-- Instructions --
- A) In the forum thread on beginner driving equipment, what bit is the original poster currently using for ground driving?
- B) Translate this sentence from the forum thread on beginner driving equipment into Spanish: "The spring sales are happening right now too."
- C) Carry on the forum thread about beginner driving equipment from its final post.

-- Text passage --

# Beginner Driver Help - Equipment



## Phantomcolt18 (Sep 25, 2007)

Hey guys, I have been ground driving my boy for a while and he is getting pretty decent to the point I think we'll be able to add a harness and cart soon. My biggest issue is I don't know where to purchase the proper equipment as driving is not big in my area. 

We are currently using a surcingle, long lines, and a French link full cheek snaffle. But I'd like to add a harness in soon and I'm not sure where to begin. We're just doing this because I believe it will be a fun endeavor (and I like my horses to be jacks of all trades) so I do not need anything fancy just functional and safe. 

Where would you guys recommend getting a beginner level harness and cart online? Looking for a trustworthy brand or company. 

And obligatory horse hiney picture because he's so awesome.


----------



## QtrBel (May 31, 2012)

My goto harness shop is Ken Bauerle and family at Hog Branch Harness. Purvis, Ms.

There are several others in Amish country. I'd Google driving clubs around your area. There may be someone that had something up for sale.


----------



## riderforever (Feb 28, 2021)

Sounds like fun! I always wanted to drive my standardbred but I don’t think l could hold her. ❤


----------



## ACinATX (Sep 12, 2018)

I recommend Chimacumtack out of California








Chimacum Tack: Harness and Equipment from Mini-Draft


Horse tack and harness supplies, specializing in hand-made American craftsmanship since 1992. Mule, Donkey, Draft horse, Mini horse, Pony, and custom.




chimacumtack.com





I've been working with them to get a harness for my Pony (I am also completely new at this) and they've been super helpful. There were an overwhelming number of options on their site, but once I got in touch with someone she walked me through everything and has helped me figure out what I need. I haven't ordered yet because I still haven't measured him, but I've been really happy with them. She really simplified things for me.

Also check out their blog, full of useful info





Blog | Chimacum Tack







chimacumtack.com


----------



## QtrBel (May 31, 2012)

The spring sales are happening right now too. Many if the vendors set up at those. If you are in the north east that would be a good opportunity depending on which sale you are closest to. There is one in Indiana this weekend. It helps to get your hand on the options available and talk to several so you find the one you are most comfortable with.


----------



## Phantomcolt18 (Sep 25, 2007)

QtrBel said:


> My goto harness shop is Ken Bauerle and family at Hog Branch Harness. Purvis, Ms.
> 
> There are several others in Amish country. I'd Google driving clubs around your area. There may be someone that had something up for sale.


Thank you! I looked on their website and they have some really nice equipment! I might take a drive out to Lancaster sometime soon with my grandparents to see if I can find anything in Amish country. There aren't too many near me but it's always worth the drive (especially for the baked goods, yum!)

-- Given information --
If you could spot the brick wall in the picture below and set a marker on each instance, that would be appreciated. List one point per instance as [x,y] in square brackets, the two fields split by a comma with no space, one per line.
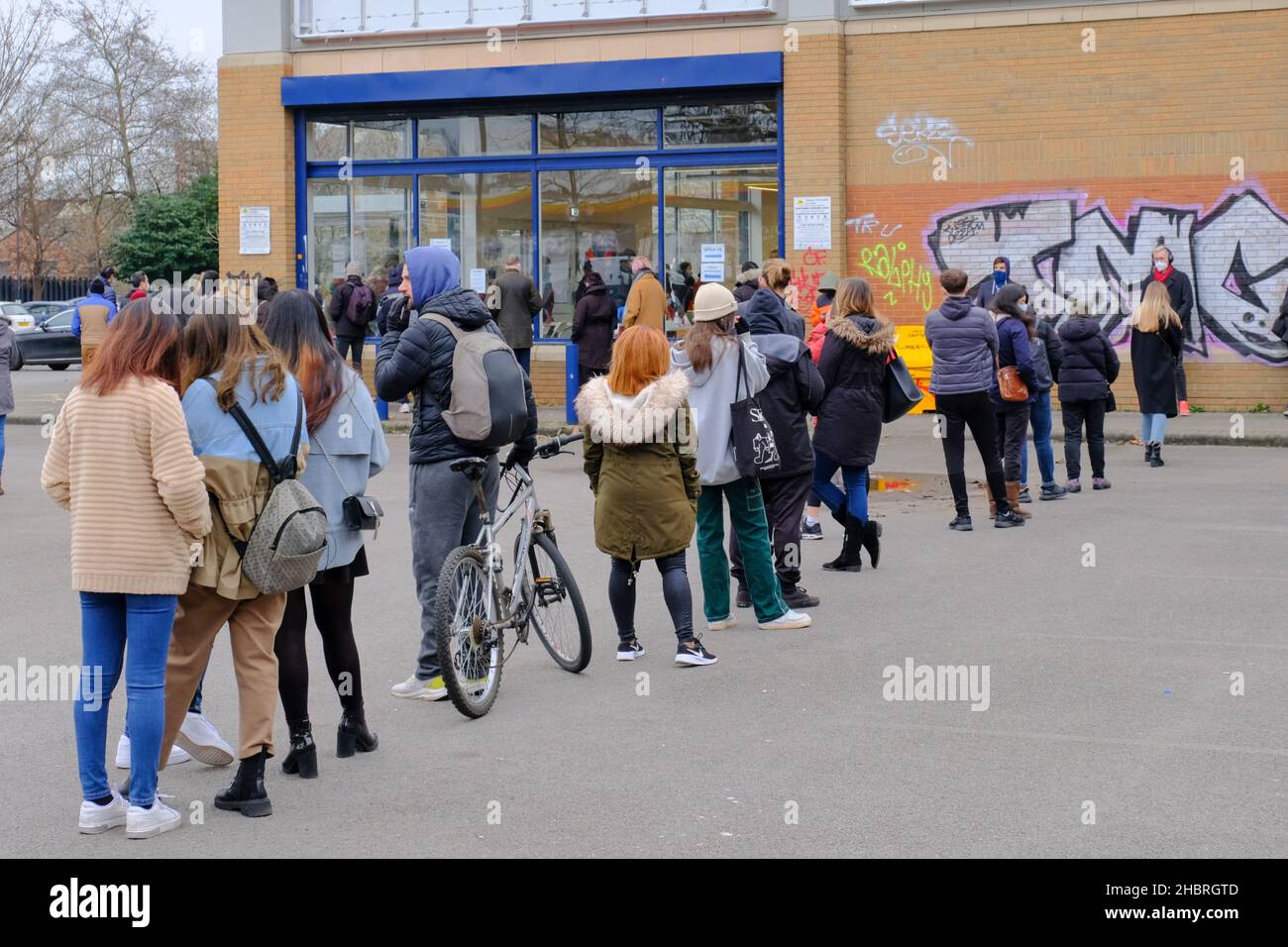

-- Response list --
- A) A French link full cheek snaffle.

- B) Las ventas de primavera también se están celebrando ahora mismo.

- C)
ACinATX said:


> I recommend Chimacumtack out of California
> 
> 
> 
> ...


Thank you, thank you! Skimmed through the products of the first site you mentioned and they have A LOT of variety! I'm going to have to give them a call and see what they think I would need; Though I loved the set where I could change the colors haha. I didn't see carts but that's something for the future. And thank you for the blog, I started reading a little bit on the hames and collar page, very informative!


----------



## Phantomcolt18 (Sep 25, 2007)

QtrBel said:


> The spring sales are happening right now too. Many if the vendors set up at those. If you are in the north east that would be a good opportunity depending on which sale you are closest to. There is one in Indiana this weekend. It helps to get your hand on the options available and talk to several so you find the one you are most comfortable with.


The closest sale barn I would be nearest to is New Holland in PA. I'm going to see if my grandparents want to take a ride to Lancaster with me while I look around for some harness shops.


----------



## QtrBel (May 31, 2012)

The only two I am familiar with in that area are Smucker's and Zimmerman's. Check reviews but they were both really helpful and had quality equipment.


----------



## Phantomcolt18 (Sep 25, 2007)

QtrBel said:


> The only two I am familiar with in that area are Smucker's and Zimmerman's. Check reviews but they were both really helpful and had quality equipment.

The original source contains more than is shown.